---- Entries shown

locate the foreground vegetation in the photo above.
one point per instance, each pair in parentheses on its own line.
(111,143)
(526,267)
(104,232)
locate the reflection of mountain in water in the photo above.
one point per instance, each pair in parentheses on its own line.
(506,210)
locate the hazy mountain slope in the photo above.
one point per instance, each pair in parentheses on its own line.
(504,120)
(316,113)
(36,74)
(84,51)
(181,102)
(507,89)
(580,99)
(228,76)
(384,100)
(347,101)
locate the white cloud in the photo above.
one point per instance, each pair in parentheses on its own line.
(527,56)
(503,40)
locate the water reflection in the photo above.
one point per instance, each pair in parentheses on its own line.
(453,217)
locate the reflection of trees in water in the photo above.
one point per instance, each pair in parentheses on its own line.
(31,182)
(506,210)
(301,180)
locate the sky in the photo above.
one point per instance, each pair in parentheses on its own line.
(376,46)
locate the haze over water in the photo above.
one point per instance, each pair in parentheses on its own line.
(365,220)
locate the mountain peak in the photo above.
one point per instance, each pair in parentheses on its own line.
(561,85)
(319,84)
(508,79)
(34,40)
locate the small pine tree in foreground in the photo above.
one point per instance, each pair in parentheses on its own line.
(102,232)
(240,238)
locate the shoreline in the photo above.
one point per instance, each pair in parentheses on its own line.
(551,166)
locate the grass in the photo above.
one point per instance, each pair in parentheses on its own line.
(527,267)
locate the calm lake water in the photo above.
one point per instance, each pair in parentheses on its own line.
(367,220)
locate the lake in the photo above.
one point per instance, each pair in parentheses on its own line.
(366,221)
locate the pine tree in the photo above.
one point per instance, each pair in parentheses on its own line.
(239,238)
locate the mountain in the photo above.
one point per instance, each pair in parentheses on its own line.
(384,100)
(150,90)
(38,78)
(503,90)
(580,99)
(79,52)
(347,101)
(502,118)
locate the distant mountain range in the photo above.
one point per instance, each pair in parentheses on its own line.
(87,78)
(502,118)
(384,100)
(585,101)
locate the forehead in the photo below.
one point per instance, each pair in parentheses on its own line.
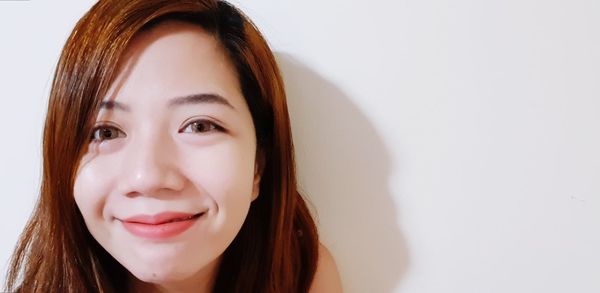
(174,59)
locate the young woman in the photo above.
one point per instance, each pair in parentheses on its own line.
(168,162)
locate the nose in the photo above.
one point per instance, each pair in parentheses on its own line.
(149,167)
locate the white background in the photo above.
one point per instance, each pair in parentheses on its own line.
(447,146)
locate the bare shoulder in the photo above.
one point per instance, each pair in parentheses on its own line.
(327,278)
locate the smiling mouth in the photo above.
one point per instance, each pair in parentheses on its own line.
(161,226)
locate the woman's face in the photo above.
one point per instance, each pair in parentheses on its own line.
(170,171)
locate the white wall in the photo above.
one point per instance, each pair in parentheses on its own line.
(447,146)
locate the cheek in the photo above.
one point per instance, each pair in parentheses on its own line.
(225,173)
(89,191)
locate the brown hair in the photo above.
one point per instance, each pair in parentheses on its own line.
(276,248)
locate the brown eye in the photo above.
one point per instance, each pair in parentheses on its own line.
(102,133)
(201,126)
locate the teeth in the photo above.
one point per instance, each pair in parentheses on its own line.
(184,219)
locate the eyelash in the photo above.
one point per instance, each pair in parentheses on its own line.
(213,127)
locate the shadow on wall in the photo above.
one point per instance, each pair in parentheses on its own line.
(343,169)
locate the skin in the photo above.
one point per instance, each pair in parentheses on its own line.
(151,157)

--------

The entries are to be transcribed in full. Their pictures are not.

locate the foreground vegetation in the photo above.
one point per instance, each pair in parentheses on its own line.
(111,143)
(526,267)
(104,232)
locate the reflection of mountain in water in the photo above.
one point per instance, each pair in parentheses on its own line.
(506,210)
locate the hazy mountain slope in the photo above.
one point per instance, each pair in parentheses on its own line.
(504,120)
(316,113)
(36,74)
(84,51)
(181,102)
(507,89)
(580,99)
(228,76)
(384,100)
(347,101)
locate the white cloud in the photo above.
one point per instance, each pair in parentheses on its own line.
(527,56)
(503,40)
locate the water reflection in the photo above.
one point per instance, each pair in parentheses on its own line.
(453,217)
locate the reflection of trees in water in the photo above.
one point per instance, each pair in parentheses on its own line.
(31,182)
(506,210)
(301,180)
locate the sky in the photo above.
one point per instance, each pair in parentheses on its own line.
(376,46)
locate the haze over water in the photo above.
one point per instance, each pair in parentheses on its own line.
(365,220)
locate the mountain peak in the photo above.
one point per instance, each pair in parentheses on its own line.
(561,85)
(319,84)
(508,79)
(34,40)
locate the small pine tree in foreground in the photo above.
one point per instance, each pair in parentheses on its own line.
(102,232)
(240,238)
locate the shoreline in the photo above.
one point per instance, each pair in parentheses on its own line.
(551,166)
locate the grass in the photo above.
one point per instance, each pair in parentheses on its own line.
(527,267)
locate the calm lake water in the photo above.
one point per instance, each pair in parentheses on its own line.
(367,220)
locate the lake in the photo above.
one point per instance, each pair in parentheses on its own line.
(366,221)
locate the pine tree in the photo above.
one point per instance, each pair in parentheses on its own line.
(239,238)
locate the mountain in the photo above.
one point per instance, each pair in parentheses on its own line.
(384,100)
(150,90)
(38,78)
(503,90)
(580,99)
(79,52)
(347,101)
(502,118)
locate the distant mountain range in the photo above.
one point per instance, each pair in parentheses on its own line.
(87,78)
(502,118)
(384,100)
(585,101)
locate the forehead in the photo below.
one point per instance, each pair in parentheses on its own line.
(174,59)
locate the young woman in the photo above.
one point per instance, each pair in parentheses on its own line.
(168,162)
locate the nose in the photo above.
one point per instance, each pair in parentheses on its own line.
(149,167)
locate the white background in the photo above.
one point per instance, each pair in parentheses on its own line.
(447,146)
locate the bare shoulder in the photo above.
one point per instance, each pair in parentheses on its own line.
(327,278)
locate the smiling mouth in the photo above.
one point per instance, each pair in parentheses on its own line.
(161,226)
locate the woman's face in the photo above.
one point per instance, each pair in parentheses on its own line.
(170,171)
locate the white wall in the photo above.
one point per instance, each pair in parentheses on its own line.
(447,146)
locate the cheek in the photo above.
one point per instance, each pair in parentheses on its own line.
(225,173)
(89,191)
locate the brown hair in the photo above.
one point per instance, each pair in parentheses on its own line.
(276,248)
locate the brown eye in the photo above.
one point per instance, each pair in parentheses on its own line.
(102,133)
(201,126)
locate the teeth in the photo above.
one point per instance, each pair in parentheses on its own line.
(184,219)
locate the eyelash in the photo above.
one point per instance, each pair in parentheses on its own line.
(213,127)
locate the shadow on wall in the photo above.
one point per instance, each pair in parentheses on its own line.
(343,169)
locate the skin in the photo above.
one point per instance, each pair in parentheses on its own line.
(151,157)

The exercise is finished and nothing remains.